* _Exercise instructions_
Below are some entries. Output each one exactly as it appears.

+ + + + +

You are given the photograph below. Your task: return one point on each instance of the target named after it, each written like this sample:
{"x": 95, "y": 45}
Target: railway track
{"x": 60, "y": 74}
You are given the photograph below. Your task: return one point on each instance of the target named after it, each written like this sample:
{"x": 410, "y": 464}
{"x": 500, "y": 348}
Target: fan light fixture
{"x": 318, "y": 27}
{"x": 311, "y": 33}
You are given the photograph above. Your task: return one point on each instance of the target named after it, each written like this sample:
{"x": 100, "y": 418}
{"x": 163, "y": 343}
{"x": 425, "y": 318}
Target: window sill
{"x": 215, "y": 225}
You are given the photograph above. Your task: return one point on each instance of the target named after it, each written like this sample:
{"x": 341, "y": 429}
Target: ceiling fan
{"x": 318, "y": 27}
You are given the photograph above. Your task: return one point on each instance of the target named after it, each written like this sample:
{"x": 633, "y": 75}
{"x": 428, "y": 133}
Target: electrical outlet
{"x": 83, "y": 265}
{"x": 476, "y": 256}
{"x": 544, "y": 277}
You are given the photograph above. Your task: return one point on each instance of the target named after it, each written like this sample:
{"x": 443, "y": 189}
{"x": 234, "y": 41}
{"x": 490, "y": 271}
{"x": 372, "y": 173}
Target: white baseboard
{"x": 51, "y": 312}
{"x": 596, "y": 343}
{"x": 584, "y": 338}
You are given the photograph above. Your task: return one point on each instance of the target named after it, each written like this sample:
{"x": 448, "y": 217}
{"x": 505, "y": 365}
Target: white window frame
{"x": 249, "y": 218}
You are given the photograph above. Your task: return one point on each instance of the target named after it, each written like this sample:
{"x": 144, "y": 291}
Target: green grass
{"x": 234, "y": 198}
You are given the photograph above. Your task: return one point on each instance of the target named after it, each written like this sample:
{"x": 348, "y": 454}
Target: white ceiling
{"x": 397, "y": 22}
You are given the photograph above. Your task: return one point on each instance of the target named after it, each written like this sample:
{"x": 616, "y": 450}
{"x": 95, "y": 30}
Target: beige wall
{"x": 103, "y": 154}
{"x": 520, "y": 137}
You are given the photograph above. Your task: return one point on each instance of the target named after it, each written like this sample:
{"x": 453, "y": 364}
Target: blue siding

+ + + + +

* _Task response_
You are given the photograph below. Your task: return one point on each instance of the target named after it, each written like this sample:
{"x": 95, "y": 45}
Target: railway track
{"x": 60, "y": 74}
You are given the photograph below. Your task: return one point on each instance of the target named after it, each written like this sample:
{"x": 410, "y": 464}
{"x": 500, "y": 348}
Target: fan light fixture
{"x": 318, "y": 27}
{"x": 311, "y": 33}
You are given the photograph above. Your task: return one point on each instance of the target named after it, each written like this sample:
{"x": 100, "y": 418}
{"x": 163, "y": 343}
{"x": 425, "y": 318}
Target: window sill
{"x": 215, "y": 225}
You are given the photograph above. Your task: return one point on each instance of the target named after it, each written like this sample:
{"x": 341, "y": 429}
Target: ceiling fan
{"x": 318, "y": 27}
You are given the photograph above. Your task: return one point on each instance of the target named after it, each written like this sample:
{"x": 633, "y": 75}
{"x": 428, "y": 133}
Target: electrical outlet
{"x": 83, "y": 265}
{"x": 476, "y": 256}
{"x": 544, "y": 277}
You are given the photograph above. Your task: return one point on each instance of the target named after it, each written like this sample:
{"x": 443, "y": 189}
{"x": 234, "y": 41}
{"x": 490, "y": 271}
{"x": 372, "y": 173}
Target: white baseboard
{"x": 51, "y": 312}
{"x": 596, "y": 343}
{"x": 584, "y": 338}
You are given the photograph above. Your task: return one point on each instance of the target named after it, each written like this sample:
{"x": 448, "y": 217}
{"x": 505, "y": 365}
Target: white window frame
{"x": 249, "y": 218}
You are given the photograph above. Your task: return one point on each instance of the target named after it, each written like this sample:
{"x": 144, "y": 291}
Target: green grass
{"x": 234, "y": 198}
You are given the photograph above. Your task: return one point on each instance of the target named after it, each written like this sample:
{"x": 348, "y": 454}
Target: white ceiling
{"x": 397, "y": 22}
You are given the photograph above. Your task: return one point on each instance of the target named after it, each written like this sample:
{"x": 616, "y": 450}
{"x": 95, "y": 30}
Target: beige wall
{"x": 103, "y": 154}
{"x": 520, "y": 137}
You are given the photograph above. Your task: return one point on each instance of the target named after it, each written like this sample:
{"x": 453, "y": 364}
Target: blue siding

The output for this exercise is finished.